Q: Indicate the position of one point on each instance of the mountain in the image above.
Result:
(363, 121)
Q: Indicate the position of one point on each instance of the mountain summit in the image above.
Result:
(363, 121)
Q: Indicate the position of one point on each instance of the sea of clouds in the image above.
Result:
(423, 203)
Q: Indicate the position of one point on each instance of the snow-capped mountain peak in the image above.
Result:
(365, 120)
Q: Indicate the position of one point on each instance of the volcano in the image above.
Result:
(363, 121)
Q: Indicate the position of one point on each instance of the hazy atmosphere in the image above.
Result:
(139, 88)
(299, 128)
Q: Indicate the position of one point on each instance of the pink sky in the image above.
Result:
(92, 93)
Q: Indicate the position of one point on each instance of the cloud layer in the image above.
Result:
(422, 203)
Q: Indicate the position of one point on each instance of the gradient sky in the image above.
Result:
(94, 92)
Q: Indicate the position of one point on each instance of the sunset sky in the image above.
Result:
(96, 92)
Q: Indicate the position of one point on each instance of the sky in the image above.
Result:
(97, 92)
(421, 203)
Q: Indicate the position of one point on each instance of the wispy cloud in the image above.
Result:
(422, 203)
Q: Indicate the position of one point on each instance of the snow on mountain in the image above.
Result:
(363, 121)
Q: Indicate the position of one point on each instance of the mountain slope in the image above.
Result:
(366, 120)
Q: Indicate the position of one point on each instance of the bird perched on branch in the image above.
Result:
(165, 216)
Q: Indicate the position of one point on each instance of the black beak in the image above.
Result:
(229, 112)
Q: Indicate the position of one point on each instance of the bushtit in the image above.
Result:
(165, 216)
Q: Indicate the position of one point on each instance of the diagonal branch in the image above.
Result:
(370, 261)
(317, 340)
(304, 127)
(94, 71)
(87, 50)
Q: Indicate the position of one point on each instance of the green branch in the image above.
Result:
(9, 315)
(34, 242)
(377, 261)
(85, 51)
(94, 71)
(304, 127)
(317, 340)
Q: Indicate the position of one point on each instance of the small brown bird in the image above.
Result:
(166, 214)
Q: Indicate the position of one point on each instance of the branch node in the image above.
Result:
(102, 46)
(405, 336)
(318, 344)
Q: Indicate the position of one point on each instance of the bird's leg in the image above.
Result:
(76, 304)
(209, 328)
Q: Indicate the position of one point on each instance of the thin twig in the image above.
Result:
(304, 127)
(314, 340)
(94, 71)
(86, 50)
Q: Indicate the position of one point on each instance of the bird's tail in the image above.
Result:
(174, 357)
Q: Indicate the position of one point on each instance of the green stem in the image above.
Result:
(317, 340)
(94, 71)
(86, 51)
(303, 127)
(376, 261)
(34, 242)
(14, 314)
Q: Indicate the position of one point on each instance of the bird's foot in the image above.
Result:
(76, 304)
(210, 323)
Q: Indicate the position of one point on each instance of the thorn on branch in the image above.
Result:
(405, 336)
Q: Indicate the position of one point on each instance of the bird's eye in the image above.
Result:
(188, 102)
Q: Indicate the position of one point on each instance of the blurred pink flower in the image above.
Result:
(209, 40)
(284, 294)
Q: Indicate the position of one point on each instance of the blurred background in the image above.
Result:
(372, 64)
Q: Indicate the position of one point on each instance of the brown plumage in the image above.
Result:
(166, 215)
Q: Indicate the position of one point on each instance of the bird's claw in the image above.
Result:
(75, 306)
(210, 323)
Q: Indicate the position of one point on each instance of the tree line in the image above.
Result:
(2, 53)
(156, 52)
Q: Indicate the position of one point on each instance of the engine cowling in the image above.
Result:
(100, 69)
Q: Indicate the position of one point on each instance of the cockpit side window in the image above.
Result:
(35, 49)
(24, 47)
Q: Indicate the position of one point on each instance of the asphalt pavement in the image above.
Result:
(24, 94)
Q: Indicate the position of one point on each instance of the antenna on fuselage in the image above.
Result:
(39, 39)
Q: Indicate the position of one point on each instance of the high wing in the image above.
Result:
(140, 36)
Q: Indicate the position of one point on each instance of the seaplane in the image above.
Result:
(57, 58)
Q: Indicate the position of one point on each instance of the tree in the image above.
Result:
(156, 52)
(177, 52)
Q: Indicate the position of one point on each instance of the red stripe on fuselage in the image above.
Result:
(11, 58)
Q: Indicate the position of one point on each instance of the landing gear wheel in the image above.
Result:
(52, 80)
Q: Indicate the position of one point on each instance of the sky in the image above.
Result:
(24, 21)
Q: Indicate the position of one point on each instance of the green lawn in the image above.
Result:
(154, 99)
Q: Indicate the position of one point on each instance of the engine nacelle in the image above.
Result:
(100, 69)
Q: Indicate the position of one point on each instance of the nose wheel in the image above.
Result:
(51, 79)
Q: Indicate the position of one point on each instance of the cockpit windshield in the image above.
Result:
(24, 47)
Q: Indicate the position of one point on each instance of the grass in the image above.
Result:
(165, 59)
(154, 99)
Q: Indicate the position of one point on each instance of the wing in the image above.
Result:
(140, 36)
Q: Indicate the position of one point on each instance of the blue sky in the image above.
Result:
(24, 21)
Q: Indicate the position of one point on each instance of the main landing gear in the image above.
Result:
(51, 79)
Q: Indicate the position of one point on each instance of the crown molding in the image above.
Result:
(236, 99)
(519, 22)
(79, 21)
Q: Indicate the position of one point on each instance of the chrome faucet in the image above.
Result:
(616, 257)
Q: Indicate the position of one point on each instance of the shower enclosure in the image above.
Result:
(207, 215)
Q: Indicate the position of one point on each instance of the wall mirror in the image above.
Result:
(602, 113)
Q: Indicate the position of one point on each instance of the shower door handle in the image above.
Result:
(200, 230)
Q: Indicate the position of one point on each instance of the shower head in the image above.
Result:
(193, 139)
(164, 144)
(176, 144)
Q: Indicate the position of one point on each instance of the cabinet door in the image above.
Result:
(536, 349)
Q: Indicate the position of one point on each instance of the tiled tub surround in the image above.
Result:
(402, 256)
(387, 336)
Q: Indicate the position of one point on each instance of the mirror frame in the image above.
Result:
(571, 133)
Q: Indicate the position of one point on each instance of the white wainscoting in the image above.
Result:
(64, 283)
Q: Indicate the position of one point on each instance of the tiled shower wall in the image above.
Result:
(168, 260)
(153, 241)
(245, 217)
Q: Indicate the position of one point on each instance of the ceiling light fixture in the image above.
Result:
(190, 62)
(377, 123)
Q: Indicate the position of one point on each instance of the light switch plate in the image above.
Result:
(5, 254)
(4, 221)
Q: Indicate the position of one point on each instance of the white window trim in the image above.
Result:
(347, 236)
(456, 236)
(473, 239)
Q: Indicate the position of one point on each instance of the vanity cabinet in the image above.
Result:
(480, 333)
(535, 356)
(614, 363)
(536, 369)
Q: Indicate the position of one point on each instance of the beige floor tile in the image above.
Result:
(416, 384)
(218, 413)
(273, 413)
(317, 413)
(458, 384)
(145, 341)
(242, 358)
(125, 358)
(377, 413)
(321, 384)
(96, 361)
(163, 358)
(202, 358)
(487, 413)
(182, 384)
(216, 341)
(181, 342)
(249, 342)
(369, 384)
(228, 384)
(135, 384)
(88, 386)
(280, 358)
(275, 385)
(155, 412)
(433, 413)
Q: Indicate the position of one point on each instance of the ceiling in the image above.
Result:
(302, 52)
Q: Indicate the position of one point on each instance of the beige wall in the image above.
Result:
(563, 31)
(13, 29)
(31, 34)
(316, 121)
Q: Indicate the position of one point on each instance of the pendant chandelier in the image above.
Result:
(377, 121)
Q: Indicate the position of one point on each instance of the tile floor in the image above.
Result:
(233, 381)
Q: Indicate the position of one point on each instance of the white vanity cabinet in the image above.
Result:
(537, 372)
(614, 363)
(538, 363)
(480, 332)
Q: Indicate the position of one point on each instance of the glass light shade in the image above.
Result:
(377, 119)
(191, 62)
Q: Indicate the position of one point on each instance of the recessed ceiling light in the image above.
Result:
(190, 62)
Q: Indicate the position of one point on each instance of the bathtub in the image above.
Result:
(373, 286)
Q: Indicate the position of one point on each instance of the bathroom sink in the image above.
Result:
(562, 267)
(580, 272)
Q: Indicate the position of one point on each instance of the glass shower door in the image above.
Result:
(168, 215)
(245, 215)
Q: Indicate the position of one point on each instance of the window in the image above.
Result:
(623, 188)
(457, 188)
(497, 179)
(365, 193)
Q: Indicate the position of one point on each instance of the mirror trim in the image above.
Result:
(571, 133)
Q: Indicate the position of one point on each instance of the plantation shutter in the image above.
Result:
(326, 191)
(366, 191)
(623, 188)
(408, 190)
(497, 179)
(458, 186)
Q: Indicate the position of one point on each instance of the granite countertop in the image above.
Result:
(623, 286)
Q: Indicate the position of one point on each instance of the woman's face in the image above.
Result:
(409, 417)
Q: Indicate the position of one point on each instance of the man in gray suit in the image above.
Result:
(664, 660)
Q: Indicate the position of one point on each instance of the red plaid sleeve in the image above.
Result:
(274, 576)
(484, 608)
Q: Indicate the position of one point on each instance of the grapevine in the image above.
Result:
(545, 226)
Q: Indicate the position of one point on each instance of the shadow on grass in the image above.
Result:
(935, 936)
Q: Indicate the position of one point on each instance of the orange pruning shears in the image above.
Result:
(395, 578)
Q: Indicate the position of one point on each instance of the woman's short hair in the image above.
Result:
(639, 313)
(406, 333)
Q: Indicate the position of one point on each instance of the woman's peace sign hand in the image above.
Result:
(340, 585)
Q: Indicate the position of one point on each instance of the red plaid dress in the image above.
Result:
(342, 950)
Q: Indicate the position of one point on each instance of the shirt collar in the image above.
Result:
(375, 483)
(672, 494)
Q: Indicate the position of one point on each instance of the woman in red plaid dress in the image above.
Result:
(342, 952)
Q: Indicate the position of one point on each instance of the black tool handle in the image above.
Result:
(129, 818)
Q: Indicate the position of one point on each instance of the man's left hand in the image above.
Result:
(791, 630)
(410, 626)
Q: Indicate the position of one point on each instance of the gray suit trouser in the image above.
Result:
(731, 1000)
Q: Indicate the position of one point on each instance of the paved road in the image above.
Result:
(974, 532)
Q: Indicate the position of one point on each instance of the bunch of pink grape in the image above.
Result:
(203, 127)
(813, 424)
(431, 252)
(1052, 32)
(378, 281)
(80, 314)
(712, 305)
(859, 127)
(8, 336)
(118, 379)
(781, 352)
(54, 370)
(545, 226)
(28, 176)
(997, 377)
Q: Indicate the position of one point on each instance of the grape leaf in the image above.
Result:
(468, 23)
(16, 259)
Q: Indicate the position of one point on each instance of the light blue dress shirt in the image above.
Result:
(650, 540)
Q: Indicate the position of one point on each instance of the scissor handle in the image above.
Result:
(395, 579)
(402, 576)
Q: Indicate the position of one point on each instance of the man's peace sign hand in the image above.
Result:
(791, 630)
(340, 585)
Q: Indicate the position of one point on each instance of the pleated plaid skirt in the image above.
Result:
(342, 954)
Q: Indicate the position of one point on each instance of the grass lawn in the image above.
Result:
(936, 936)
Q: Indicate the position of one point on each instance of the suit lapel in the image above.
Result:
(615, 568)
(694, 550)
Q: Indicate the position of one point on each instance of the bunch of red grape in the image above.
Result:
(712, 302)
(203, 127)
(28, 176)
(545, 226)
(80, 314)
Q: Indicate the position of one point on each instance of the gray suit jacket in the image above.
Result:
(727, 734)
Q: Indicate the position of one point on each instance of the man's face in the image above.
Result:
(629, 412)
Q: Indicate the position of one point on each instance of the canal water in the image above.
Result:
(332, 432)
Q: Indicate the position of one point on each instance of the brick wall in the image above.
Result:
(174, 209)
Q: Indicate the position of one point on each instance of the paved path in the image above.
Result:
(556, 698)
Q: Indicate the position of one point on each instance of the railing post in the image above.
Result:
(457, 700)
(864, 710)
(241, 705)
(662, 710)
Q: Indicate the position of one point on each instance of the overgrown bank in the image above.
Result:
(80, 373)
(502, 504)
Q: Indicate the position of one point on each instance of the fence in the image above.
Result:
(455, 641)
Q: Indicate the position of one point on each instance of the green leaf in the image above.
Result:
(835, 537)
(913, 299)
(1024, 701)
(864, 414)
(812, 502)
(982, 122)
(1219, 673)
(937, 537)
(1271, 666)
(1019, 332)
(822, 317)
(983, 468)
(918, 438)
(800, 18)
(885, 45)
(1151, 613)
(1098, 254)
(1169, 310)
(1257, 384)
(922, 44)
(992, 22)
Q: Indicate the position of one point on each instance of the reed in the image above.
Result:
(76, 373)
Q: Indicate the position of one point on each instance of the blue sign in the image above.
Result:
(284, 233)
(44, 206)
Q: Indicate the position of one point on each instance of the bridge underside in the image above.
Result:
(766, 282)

REQUIREMENT:
Wherever the word "green" appears in the listing above, copy that line.

TASK SOLUTION:
Q: Indicate the position of one point on each instance of the green branch in the image above.
Q: Indicate the position of one point on each instance of the green stem in the image above.
Q: Indicate the position of one point on each instance of the green lawn in the image above.
Q: Indicate the position of one point on each instance of the green leaf in the image above.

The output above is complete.